--- TEXT PROVIDED ---
+++

Distinct Gene Expression Pattern of CD34+ Stem and Progenitor Cells Mobilized by Pegfilgrastim after Cytotoxic Therapy in Multiple Myeloma in Comparison to G-CSF.

Background: Current regimens for peripheral blood stem cell (PBSC) mobilization in patients with multiple myeloma are based on daily subcutaneous injections of G-CSF starting shortly after cytotoxic therapy. Recently a polyethylenglycole (PEG)-conjugated G-CSF (pegfilgrastim) has been introduced which has a substantially longer half-life than the original formula. Here, we compared the molecular phenotypes of CD34+ stem and progenitor cells mobilized by G-CSF with those mobilized by pegfilgrastim.

+++

--- DATASET RECORDS ---
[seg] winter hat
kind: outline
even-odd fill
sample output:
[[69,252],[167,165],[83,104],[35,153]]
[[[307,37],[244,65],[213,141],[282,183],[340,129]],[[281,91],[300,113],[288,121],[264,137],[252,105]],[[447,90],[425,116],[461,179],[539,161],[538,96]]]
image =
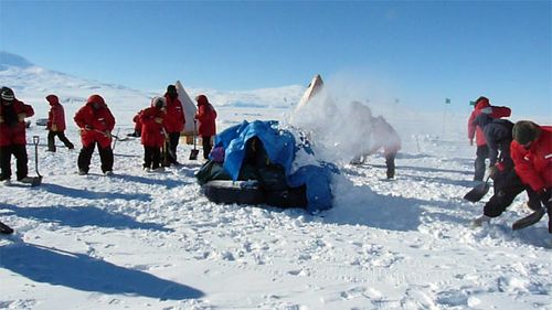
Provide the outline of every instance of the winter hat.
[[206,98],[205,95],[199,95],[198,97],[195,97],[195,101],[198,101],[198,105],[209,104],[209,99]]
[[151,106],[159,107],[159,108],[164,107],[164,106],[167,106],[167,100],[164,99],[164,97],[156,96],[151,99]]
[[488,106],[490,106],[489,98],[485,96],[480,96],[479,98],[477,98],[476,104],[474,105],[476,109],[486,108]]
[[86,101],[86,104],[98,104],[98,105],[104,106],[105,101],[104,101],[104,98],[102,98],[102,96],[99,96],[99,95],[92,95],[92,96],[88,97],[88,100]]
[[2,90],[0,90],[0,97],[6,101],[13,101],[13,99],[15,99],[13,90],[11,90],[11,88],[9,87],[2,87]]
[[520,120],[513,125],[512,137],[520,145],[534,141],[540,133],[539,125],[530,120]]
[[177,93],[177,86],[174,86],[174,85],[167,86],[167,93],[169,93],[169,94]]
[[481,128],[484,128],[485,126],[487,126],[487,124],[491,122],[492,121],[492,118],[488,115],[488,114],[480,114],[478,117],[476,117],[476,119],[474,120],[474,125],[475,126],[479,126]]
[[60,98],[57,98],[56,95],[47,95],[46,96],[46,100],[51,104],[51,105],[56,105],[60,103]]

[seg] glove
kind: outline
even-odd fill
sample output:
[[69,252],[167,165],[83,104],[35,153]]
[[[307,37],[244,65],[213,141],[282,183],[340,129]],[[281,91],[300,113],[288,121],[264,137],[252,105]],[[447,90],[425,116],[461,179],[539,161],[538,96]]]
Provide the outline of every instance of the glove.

+++

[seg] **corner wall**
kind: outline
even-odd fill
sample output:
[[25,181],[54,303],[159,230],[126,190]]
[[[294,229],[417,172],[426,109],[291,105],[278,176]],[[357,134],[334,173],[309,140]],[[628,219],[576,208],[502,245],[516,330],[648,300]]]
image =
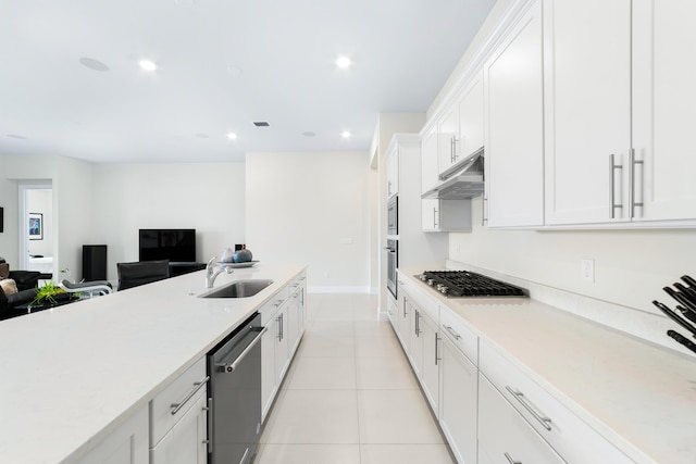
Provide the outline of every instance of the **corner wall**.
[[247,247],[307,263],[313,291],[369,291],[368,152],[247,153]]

+++

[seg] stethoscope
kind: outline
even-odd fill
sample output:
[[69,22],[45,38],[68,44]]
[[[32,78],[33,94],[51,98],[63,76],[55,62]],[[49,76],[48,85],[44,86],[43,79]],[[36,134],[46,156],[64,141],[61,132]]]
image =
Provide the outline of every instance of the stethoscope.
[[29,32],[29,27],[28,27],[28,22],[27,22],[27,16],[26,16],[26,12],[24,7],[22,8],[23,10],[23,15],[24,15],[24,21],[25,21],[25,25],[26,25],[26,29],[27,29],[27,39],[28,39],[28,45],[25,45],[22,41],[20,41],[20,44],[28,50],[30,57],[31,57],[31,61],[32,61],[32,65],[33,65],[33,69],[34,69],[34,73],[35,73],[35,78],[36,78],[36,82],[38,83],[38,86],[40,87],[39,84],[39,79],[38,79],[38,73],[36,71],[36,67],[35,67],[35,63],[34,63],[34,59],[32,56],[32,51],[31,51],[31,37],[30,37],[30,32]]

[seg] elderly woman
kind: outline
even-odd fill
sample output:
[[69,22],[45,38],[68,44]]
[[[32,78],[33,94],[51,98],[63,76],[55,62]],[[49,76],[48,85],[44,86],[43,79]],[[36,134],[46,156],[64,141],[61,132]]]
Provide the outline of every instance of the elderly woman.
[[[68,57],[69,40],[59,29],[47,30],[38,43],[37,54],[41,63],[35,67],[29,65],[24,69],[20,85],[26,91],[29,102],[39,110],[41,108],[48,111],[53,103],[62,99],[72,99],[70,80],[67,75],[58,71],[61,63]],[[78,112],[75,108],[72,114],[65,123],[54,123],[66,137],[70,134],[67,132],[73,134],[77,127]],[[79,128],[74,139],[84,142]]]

+++

--- YOUR TASKS ---
A) From the text on pegfilgrastim mobilization, return the passage that begins at the words "Distinct Gene Expression" and stops after "Comparison to G-CSF.", copied without any change.
B) Condense the paragraph of the text on pegfilgrastim mobilization that opens with "Background: Current regimens" into a short list of its main points.

--- COMPLETED EXERCISE ---
A)
Distinct Gene Expression Pattern of CD34+ Stem and Progenitor Cells Mobilized by Pegfilgrastim after Cytotoxic Therapy in Multiple Myeloma in Comparison to G-CSF.

B)
- Standard peripheral blood stem cell (PBSC) mobilization in multiple myeloma uses daily subcutaneous G-CSF injections that start shortly after cytotoxic therapy.
- Pegfilgrastim, a PEG-conjugated G-CSF, has a much longer half-life than the original formula.
- The study compared the molecular phenotypes of CD34+ stem and progenitor cells mobilized by G-CSF with those mobilized by pegfilgrastim.